BEGIN SUPPLIED DATA

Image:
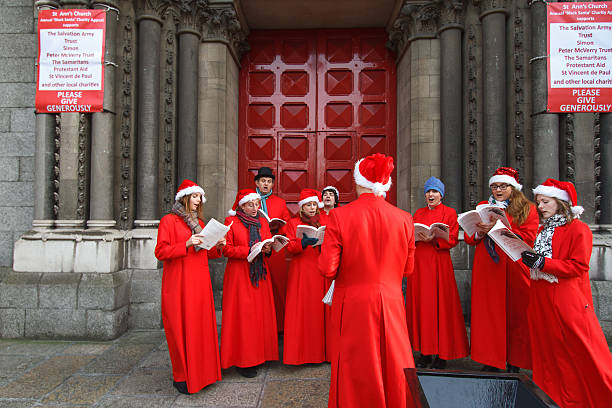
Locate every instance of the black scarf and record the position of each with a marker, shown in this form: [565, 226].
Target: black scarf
[191, 219]
[257, 269]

END SUPPLIED DATA

THE PROBLEM. Output every line of the listing above verbatim, omitting the pictures.

RESULT.
Image:
Locate every instance of the black scarf and record the position of each with a marker, shown in this form: [565, 226].
Target: black scarf
[191, 219]
[257, 269]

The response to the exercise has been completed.